TASK DESCRIPTION — Locate each line of the records below that contains the string "shirt", and copy every such line.

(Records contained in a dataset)
================

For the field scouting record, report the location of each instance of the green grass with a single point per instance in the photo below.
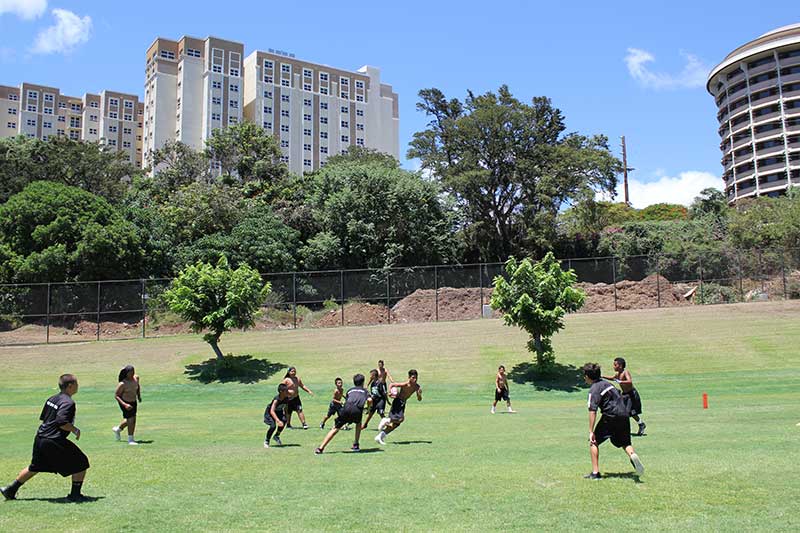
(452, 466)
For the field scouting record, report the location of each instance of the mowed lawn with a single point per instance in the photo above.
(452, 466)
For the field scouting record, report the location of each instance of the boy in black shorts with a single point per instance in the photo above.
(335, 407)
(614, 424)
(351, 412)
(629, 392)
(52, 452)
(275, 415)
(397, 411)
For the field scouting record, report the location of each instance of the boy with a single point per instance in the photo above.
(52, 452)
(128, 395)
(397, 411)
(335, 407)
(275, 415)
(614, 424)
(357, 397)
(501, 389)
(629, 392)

================

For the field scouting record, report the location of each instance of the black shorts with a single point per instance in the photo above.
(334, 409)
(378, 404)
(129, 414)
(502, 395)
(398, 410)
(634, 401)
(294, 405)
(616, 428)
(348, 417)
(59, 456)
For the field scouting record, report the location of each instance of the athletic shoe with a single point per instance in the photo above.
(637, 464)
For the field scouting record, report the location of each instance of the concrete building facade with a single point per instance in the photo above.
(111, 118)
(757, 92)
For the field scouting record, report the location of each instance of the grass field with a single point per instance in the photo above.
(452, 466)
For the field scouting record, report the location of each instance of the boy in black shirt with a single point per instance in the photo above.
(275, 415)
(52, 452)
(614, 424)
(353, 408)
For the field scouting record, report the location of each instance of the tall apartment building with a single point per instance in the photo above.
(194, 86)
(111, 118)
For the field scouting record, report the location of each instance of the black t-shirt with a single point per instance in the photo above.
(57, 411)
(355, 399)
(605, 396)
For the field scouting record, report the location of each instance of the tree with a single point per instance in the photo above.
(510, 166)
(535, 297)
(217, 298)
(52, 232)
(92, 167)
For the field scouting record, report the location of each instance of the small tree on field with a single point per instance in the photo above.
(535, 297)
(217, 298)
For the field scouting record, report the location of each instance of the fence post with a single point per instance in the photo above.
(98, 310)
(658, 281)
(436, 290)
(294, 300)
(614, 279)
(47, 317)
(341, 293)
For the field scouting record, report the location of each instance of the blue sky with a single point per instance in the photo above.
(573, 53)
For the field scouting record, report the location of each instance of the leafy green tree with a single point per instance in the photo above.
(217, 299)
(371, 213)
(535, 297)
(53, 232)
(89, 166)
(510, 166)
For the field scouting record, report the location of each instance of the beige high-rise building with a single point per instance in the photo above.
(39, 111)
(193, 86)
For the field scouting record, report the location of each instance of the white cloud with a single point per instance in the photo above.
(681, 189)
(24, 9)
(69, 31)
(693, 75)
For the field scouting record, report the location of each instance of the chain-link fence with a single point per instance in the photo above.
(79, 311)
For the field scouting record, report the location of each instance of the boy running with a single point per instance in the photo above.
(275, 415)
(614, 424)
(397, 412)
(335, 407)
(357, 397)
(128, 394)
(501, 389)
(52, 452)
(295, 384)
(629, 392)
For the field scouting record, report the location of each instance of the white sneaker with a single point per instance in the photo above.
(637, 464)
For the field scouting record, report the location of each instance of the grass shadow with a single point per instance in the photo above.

================

RESULT FOR THIS TASK —
For the field scouting record, report the location of each instance of the boy in black shirt with a single point per instance in the photo above.
For the field scouting record, report the location of each instance of the black t-shirt with a single point per instance in the photo above.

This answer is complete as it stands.